### Excerpted passage
::::

Contributors are adding to this archive constantly. While working on
this paper over the last two weeks I discovered that the YouTube
contributors I follow had posted a good deal of new pop-rai material
since last I checked (some of which I incorporated into the slides
I've shown). So even when working with 35-40 year old material, it's
difficult to keep up with additions to the archive, and I now feel
the need to post an update to my 2013 conclusions about pop-rai.
Among other things, I'd want to emphasize the important contributions
of Younes Benfissa, who I only discuss
briefly in my 2013 post. [This song from 1973 is particularly intriguing.]
And perhaps also Boussouar
Maghnaoui (who may or may not be Moroccan or Algerian). [Check out these two songs, courtesy Phocéephone.]
4.
I've had no luck engaging the rai YouTube contributors I follow and
whose material I've used, with one exception. I did, however, at
least attempt to make my own contribution to the discussion, by using
the online archive (and other material) in writing my analysis of
pop-rai published on hawblawg, referred to earlier. The piece, at
7,000 words the length of a short article, has to date had over 2,600
views, but unfortunately received no substantive comments. Perhaps in
order to receive such comments I need to translate the post into
French.

::::

### Given data
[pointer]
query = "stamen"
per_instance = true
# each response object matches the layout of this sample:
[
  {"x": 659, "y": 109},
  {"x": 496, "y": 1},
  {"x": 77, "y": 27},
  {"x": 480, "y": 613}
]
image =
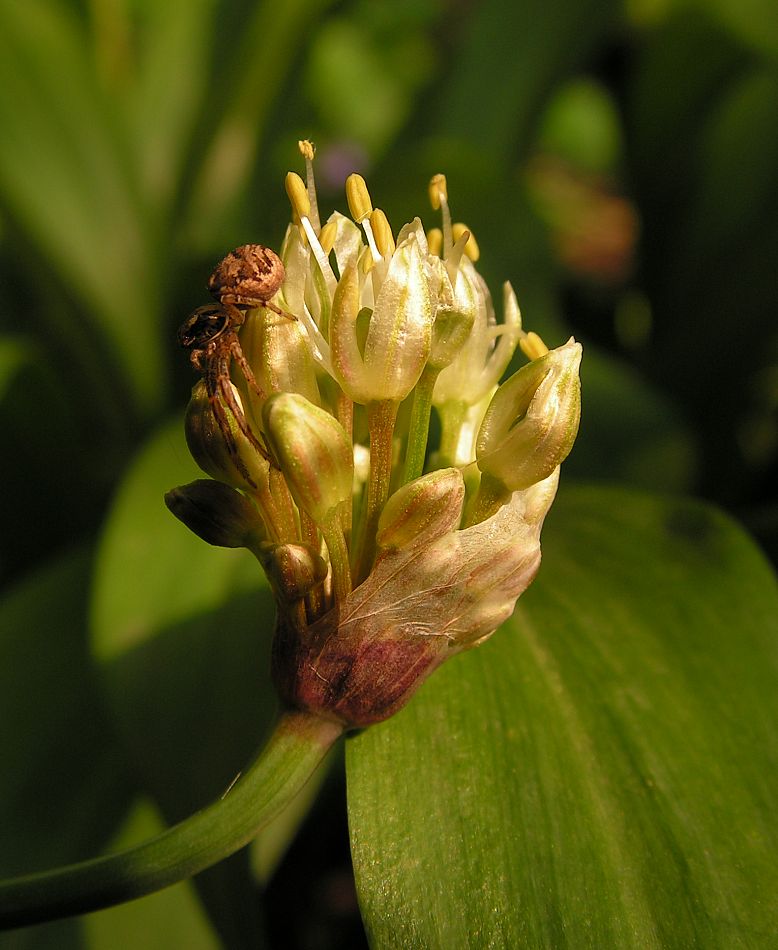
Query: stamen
[
  {"x": 327, "y": 236},
  {"x": 435, "y": 241},
  {"x": 322, "y": 256},
  {"x": 361, "y": 207},
  {"x": 532, "y": 346},
  {"x": 454, "y": 255},
  {"x": 308, "y": 150},
  {"x": 298, "y": 195},
  {"x": 358, "y": 198},
  {"x": 438, "y": 192},
  {"x": 471, "y": 245},
  {"x": 382, "y": 232}
]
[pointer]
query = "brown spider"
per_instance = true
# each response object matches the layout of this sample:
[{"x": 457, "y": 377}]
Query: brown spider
[{"x": 247, "y": 277}]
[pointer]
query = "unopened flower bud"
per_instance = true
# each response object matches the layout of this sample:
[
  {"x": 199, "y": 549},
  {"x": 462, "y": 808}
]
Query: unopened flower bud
[
  {"x": 228, "y": 456},
  {"x": 454, "y": 318},
  {"x": 399, "y": 334},
  {"x": 532, "y": 420},
  {"x": 218, "y": 514},
  {"x": 422, "y": 510},
  {"x": 292, "y": 569},
  {"x": 313, "y": 452}
]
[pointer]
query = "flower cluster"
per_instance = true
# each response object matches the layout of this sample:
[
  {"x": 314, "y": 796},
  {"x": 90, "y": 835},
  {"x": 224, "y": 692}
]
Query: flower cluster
[{"x": 386, "y": 554}]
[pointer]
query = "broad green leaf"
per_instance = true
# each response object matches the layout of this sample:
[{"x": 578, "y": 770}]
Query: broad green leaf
[
  {"x": 63, "y": 785},
  {"x": 66, "y": 182},
  {"x": 182, "y": 632},
  {"x": 631, "y": 433},
  {"x": 259, "y": 57},
  {"x": 603, "y": 772}
]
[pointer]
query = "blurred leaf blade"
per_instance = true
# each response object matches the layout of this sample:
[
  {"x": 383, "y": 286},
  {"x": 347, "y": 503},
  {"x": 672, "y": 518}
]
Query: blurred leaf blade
[
  {"x": 511, "y": 57},
  {"x": 259, "y": 67},
  {"x": 182, "y": 634},
  {"x": 67, "y": 182},
  {"x": 43, "y": 653},
  {"x": 602, "y": 772},
  {"x": 173, "y": 73}
]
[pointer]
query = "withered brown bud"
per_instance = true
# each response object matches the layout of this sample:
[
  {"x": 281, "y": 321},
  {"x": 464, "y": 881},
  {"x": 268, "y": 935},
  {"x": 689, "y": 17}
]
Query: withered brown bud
[
  {"x": 247, "y": 277},
  {"x": 421, "y": 604}
]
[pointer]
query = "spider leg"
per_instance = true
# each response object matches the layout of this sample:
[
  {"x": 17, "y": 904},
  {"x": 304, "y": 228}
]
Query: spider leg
[
  {"x": 278, "y": 310},
  {"x": 237, "y": 354},
  {"x": 223, "y": 388}
]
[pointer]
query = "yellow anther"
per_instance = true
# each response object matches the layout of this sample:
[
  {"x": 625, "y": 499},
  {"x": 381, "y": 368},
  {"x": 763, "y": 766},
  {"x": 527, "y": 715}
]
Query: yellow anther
[
  {"x": 435, "y": 240},
  {"x": 366, "y": 262},
  {"x": 298, "y": 195},
  {"x": 532, "y": 346},
  {"x": 382, "y": 232},
  {"x": 327, "y": 236},
  {"x": 438, "y": 191},
  {"x": 471, "y": 247},
  {"x": 358, "y": 198},
  {"x": 307, "y": 149}
]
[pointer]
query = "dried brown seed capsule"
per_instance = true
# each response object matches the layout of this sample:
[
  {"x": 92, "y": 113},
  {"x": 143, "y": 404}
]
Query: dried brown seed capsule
[{"x": 247, "y": 277}]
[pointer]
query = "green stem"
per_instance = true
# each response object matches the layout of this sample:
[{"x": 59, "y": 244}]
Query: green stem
[
  {"x": 418, "y": 429},
  {"x": 297, "y": 746},
  {"x": 452, "y": 416},
  {"x": 332, "y": 530},
  {"x": 381, "y": 417}
]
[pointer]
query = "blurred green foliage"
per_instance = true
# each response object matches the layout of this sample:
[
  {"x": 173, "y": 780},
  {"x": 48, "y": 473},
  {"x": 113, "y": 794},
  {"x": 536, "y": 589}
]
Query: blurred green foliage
[{"x": 617, "y": 162}]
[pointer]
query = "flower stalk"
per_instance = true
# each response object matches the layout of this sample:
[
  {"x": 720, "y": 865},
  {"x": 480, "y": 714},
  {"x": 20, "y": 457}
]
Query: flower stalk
[{"x": 386, "y": 553}]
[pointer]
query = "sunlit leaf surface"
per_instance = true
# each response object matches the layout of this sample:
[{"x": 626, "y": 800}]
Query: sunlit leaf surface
[{"x": 602, "y": 773}]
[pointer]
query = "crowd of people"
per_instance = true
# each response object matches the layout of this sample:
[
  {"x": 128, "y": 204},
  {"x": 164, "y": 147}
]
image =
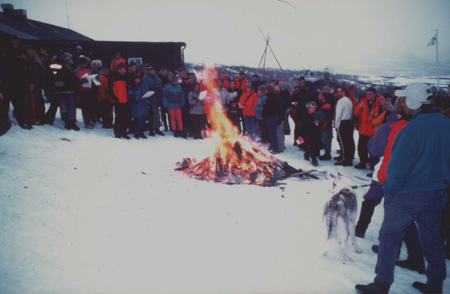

::::

### Stated exercise
Reproduce the passage above about keeping up with the pop-rai archive on YouTube, word for word and in full.

### Solution
Contributors are adding to this archive constantly. While working on
this paper over the last two weeks I discovered that the YouTube
contributors I follow had posted a good deal of new pop-rai material
since last I checked (some of which I incorporated into the slides
I've shown). So even when working with 35-40 year old material, it's
difficult to keep up with additions to the archive, and I now feel
the need to post an update to my 2013 conclusions about pop-rai.
Among other things, I'd want to emphasize the important contributions
of Younes Benfissa, who I only discuss
briefly in my 2013 post. [This song from 1973 is particularly intriguing.]
And perhaps also Boussouar
Maghnaoui (who may or may not be Moroccan or Algerian). [Check out these two songs, courtesy Phocéephone.]
4.
I've had no luck engaging the rai YouTube contributors I follow and
whose material I've used, with one exception. I did, however, at
least attempt to make my own contribution to the discussion, by using
the online archive (and other material) in writing my analysis of
pop-rai published on hawblawg, referred to earlier. The piece, at
7,000 words the length of a short article, has to date had over 2,600
views, but unfortunately received no substantive comments. Perhaps in
order to receive such comments I need to translate the post into
French.